-- start of RECORDS --

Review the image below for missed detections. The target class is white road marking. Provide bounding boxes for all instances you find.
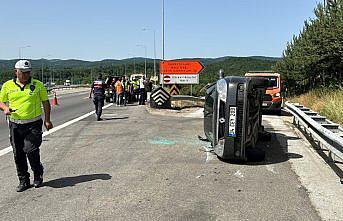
[234,170,244,179]
[0,103,113,157]
[266,165,279,174]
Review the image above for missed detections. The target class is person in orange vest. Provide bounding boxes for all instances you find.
[0,60,53,192]
[114,78,124,106]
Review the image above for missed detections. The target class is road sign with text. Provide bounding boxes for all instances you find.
[160,60,204,74]
[160,60,204,84]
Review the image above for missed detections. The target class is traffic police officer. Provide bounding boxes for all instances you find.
[0,60,53,192]
[89,74,107,121]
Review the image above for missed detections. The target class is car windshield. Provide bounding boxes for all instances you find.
[264,77,278,87]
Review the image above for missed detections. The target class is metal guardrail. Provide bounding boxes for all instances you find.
[46,85,90,93]
[286,102,343,162]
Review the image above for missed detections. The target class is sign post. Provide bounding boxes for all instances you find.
[160,60,204,84]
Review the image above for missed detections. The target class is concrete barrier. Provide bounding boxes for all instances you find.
[170,95,205,109]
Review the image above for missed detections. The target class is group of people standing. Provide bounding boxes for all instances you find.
[110,76,152,106]
[89,74,152,121]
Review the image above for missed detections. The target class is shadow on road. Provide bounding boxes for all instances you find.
[103,117,129,121]
[43,173,112,188]
[218,131,303,165]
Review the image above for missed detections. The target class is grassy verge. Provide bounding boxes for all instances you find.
[288,89,343,125]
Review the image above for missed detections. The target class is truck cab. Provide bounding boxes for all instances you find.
[245,71,282,114]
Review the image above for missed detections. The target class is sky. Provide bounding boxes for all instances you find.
[0,0,321,61]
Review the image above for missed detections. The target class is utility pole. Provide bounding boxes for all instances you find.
[160,0,164,88]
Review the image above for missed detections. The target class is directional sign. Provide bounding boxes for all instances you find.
[150,87,170,108]
[169,84,180,96]
[160,74,199,84]
[160,60,204,74]
[163,75,170,84]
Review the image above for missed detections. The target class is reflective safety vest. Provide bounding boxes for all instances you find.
[92,80,105,96]
[132,80,139,91]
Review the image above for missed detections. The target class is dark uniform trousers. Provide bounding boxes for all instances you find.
[9,120,43,179]
[93,95,105,118]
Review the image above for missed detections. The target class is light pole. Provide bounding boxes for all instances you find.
[160,0,164,88]
[136,45,147,78]
[42,54,50,84]
[142,28,156,79]
[128,53,136,74]
[19,45,31,59]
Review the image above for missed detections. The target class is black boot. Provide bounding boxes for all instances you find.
[33,166,44,188]
[17,177,31,192]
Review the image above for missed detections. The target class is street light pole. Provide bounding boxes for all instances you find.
[160,0,164,88]
[142,28,156,78]
[137,45,147,78]
[19,45,31,59]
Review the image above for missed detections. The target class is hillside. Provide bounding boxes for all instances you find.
[0,56,280,95]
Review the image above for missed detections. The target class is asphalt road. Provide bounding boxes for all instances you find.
[0,92,94,150]
[0,106,321,221]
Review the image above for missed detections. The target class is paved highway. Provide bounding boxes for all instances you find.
[0,102,342,221]
[0,91,94,150]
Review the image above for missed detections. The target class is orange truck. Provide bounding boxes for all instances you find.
[245,71,282,114]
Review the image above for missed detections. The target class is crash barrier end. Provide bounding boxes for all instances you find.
[170,95,205,109]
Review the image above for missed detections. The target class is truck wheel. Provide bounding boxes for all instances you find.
[258,131,272,142]
[245,148,266,162]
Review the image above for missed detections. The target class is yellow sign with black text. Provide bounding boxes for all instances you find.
[169,84,180,96]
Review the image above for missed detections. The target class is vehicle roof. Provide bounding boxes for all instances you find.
[245,72,280,77]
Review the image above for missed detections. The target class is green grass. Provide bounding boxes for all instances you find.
[288,88,343,125]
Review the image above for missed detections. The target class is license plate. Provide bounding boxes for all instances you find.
[229,107,237,137]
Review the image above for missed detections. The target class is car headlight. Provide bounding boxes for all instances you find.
[216,79,227,102]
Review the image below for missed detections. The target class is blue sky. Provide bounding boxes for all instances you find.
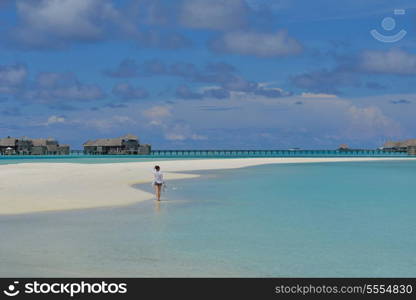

-- end of RECORDS --

→ **WHAT THIS TASK INVOLVES**: Rewrite all the records above with "missed detections" swapped for "unmarked instances" and nothing else altered. Omit the pictures.

→ **ANSWER FOR THE TASK**:
Review the image below for unmarked instances. The target class is white road marking. Provide bounding boxes for all instances you find.
[234,170,244,179]
[0,103,113,157]
[266,165,279,174]
Review the image above for unmarked instances. The target class is person in orange vest. Provide bounding boxes for all instances you find.
[0,60,53,192]
[114,78,124,106]
Review the image above for unmarked instances. The target class is road sign with text. Provide bounding boxes for all instances you find.
[160,60,204,74]
[160,60,204,84]
Review the image above for unmarked instances. The target class is traffic police officer. Provide bounding boxes for all instances you find.
[0,60,53,192]
[89,74,107,121]
Review the image above for unmarked instances. The target class is car windshield. Provide bounding boxes for all instances you find.
[264,77,278,87]
Review the image above for unmarked instances. The target class is metal guardrail. Provide bounding boxes for all instances you find.
[46,85,90,93]
[286,102,343,162]
Review the image above for unmarked instances. The target class is sign post. Provide bounding boxes for all instances you find.
[160,60,204,84]
Review the image above for unmarked instances. The target class is concrete barrier. Provide bounding boxes for all instances you find.
[170,95,205,109]
Review the image above for unmarked instances. The target class is group of people standing. Provide bounding boxes for all instances you find.
[110,76,152,106]
[89,74,152,121]
Review the image above for unmarked instances. The target class is shadow on road. Provide bounding boxes for all instances you find.
[103,117,129,121]
[43,173,112,188]
[218,131,303,165]
Review the image above for unmarked instances. The target class is grassy verge. Provide bounding boxes for all instances you find.
[288,89,343,125]
Review the image above for unmarked instances. The target class is truck cab. Provide bounding boxes for all instances you find.
[245,71,282,114]
Review the image above for unmarked instances. The target class is sky. Provide bounding boxes for all instances you find.
[0,0,321,61]
Review the image above for unmarked instances. The target class is utility pole. Provide bounding boxes for all instances you find.
[160,0,164,88]
Review the image above for unmarked instances. The target class is directional sign. Provide bounding boxes for all instances you find.
[150,87,170,108]
[169,84,180,96]
[160,74,199,84]
[160,60,204,74]
[163,75,170,84]
Review the image above for unmarked instances. The target class is reflective safety vest. Provide bounding boxes for all instances you find.
[92,80,105,96]
[132,80,139,91]
Review the image above for unmarked instances. The target class is dark uniform trousers. Provide bounding boxes for all instances you find.
[9,120,43,179]
[93,95,105,118]
Review the image above for unmarked instances. The target class is light pole. Provide bounding boxes for all instances you find.
[160,0,164,88]
[136,45,147,78]
[42,54,50,84]
[142,28,156,79]
[128,53,136,74]
[19,45,31,59]
Review the image above for unmarked instances. The target class is black boot. Provide bounding boxes for all instances you find.
[33,166,44,188]
[17,177,31,192]
Review the image above for unmarked instances. The target class is street light pole. Provide bounding boxes for all instances you find.
[160,0,164,88]
[142,28,156,78]
[137,45,147,78]
[19,45,31,59]
Review the image above for unmarked instances. The target class is hillside. Provide bounding boxes for all instances you find.
[0,56,280,95]
Review the image above for unmarked instances. The target class is asphalt road. Provide bounding boxes for all instances you find.
[0,92,94,150]
[0,106,321,221]
Review the image above for unmarked instances. The target class is paved highway. Provide bounding boxes for all instances you find.
[0,102,342,221]
[0,91,94,150]
Review the image above for unmarked instances. The target class is orange truck. Provide bounding boxes for all instances you find.
[245,71,282,114]
Review the image above for unmarked instances. The target class is crash barrier end. Provide bounding boxes for all instances you find.
[170,95,205,109]
Review the image above for unmarked instances. The target class is truck wheel. Provide bounding boxes for all instances you find.
[258,131,272,142]
[245,148,266,162]
Review the image above for unmarked instances. The target class is yellow sign with black text. Provide bounding boxes for all instances you find.
[169,84,180,96]
Review the image above for unmarked instances. The target class is vehicle roof. Provide bounding boxes for all instances you find.
[245,72,280,77]
Review the image above for unmarked instances. The target class is green grass. Provide bounding boxes for all instances you find.
[288,88,343,125]
Review the image above for unmarked instances. The target class is license plate. Provide bounding boxes for all instances you find.
[229,107,237,137]
Review the image above for unmarked instances. The target class is car headlight. Provide bounding boxes for all instances you find.
[216,79,227,102]
Review the image below for unmarked instances. The target class is blue sky. Provide bounding boxes for all instances you find.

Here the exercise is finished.